GIVEN REQUEST 1:
Set down the passage of the post on Iran's parliament election between "Where are we" and "of the time.", inclusive, with no changes.

PAGE EXCERPT:
Where are we going to?
Hamid Reza Maei  [info|posts]

abdulomassoud copy.jpg The recent parliament election was boycotted by most of the reformist groups in Iran, and the results clearly showed that it was boycotted by most of the people of Iran as well. The actions of "Jebhe Mosharekat" (the Participation Front) as one of the most influential political parties and the one with the majority in the parliament is quite questionable.

There were two ideas before the elections:

1) "To vote, with the possibility of getting a portion of your rights!"
This was a quite useless task. It was very clear that the guardian council simply would disapprove and reject all or most of the so-called independent or reformist candidates that one would have voted for, as they do most of the time.

So the only choice would be to:

2) Boycott.
It seemed reasonable and the most popular outcome, despite "Jebhe Mosharekat" and some other reformist groups that failed in their approach and disappointed most of the people. They also did not introduce any strategy after boycotting elections. It seemed they wanted to just bring the attention of the world to the miserable political situation in Iran. Yes, of course newspapers love to write these stories to fill up their pages and after a while everybody forgets. The question is, should we really wait until other countries do something for us?

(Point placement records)
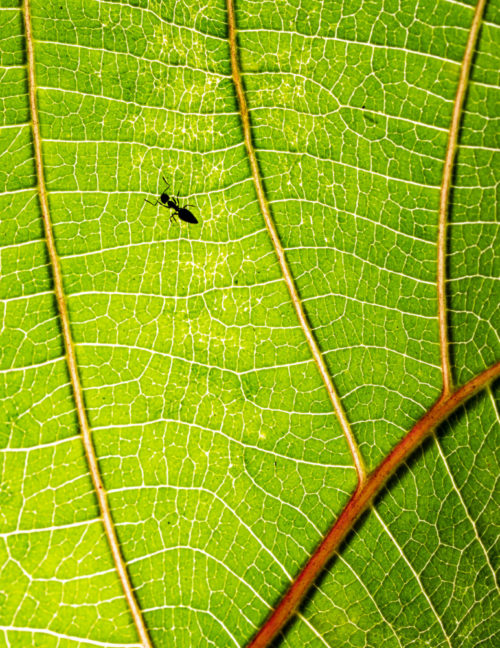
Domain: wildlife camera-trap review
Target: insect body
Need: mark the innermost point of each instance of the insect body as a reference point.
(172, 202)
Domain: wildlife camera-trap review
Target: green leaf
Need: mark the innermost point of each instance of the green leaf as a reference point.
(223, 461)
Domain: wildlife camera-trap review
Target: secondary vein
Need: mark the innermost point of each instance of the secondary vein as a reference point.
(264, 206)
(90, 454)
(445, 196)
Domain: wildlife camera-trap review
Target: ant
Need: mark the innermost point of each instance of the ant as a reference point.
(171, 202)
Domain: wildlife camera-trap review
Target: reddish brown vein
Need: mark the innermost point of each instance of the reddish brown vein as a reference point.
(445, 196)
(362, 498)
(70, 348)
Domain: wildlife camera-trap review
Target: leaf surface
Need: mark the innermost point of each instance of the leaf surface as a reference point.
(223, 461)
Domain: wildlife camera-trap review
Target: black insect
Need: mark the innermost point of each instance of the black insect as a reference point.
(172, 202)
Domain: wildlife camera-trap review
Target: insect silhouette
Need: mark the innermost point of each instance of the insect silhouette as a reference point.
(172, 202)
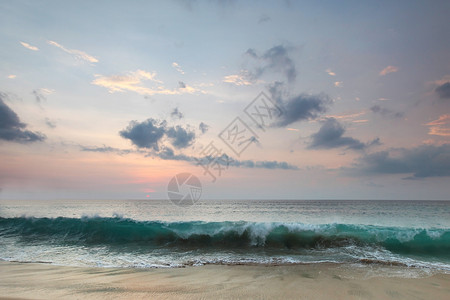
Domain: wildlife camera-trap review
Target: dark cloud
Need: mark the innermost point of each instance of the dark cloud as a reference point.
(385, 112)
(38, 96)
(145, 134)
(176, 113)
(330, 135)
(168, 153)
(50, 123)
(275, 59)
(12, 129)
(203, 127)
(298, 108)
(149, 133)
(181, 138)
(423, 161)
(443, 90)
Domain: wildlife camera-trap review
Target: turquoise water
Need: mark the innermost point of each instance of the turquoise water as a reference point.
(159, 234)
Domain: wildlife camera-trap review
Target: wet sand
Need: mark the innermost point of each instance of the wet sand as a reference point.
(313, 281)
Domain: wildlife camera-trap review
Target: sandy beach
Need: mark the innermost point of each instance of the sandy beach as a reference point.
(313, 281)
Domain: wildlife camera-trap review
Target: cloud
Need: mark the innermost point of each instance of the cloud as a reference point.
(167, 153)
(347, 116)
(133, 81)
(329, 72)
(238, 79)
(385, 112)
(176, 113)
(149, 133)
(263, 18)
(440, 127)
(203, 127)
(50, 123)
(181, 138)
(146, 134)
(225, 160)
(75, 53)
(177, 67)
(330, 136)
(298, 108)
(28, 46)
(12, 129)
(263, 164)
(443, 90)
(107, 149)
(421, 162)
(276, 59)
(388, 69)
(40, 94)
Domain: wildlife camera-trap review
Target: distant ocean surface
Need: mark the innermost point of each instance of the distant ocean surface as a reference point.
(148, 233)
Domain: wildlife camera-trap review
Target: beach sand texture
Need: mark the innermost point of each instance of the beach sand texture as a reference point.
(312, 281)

GIVEN REQUEST 2:
Gather every line of the records that contains the word "leaf".

EXERCISE SOLUTION 1:
Where are we going to?
Hamid Reza Maei  [info|posts]

abdulomassoud copy.jpg The recent parliament election was boycotted by most of the reformist groups in Iran, and the results clearly showed that it was boycotted by most of the people of Iran as well. The actions of "Jebhe Mosharekat" (the Participation Front) as one of the most influential political parties and the one with the majority in the parliament is quite questionable.

There were two ideas before the elections:

1) "To vote, with the possibility of getting a portion of your rights!"
This was a quite useless task. It was very clear that the guardian council simply would disapprove and reject all or most of the so-called independent or reformist candidates that one would have voted for, as they do most of the time.

EXERCISE SOLUTION 2:
Target: green leaf
Need: mark the innermost point of each instance of the green leaf as a reference point.
Target: leaf surface
Need: mark the innermost point of each instance of the leaf surface as a reference point.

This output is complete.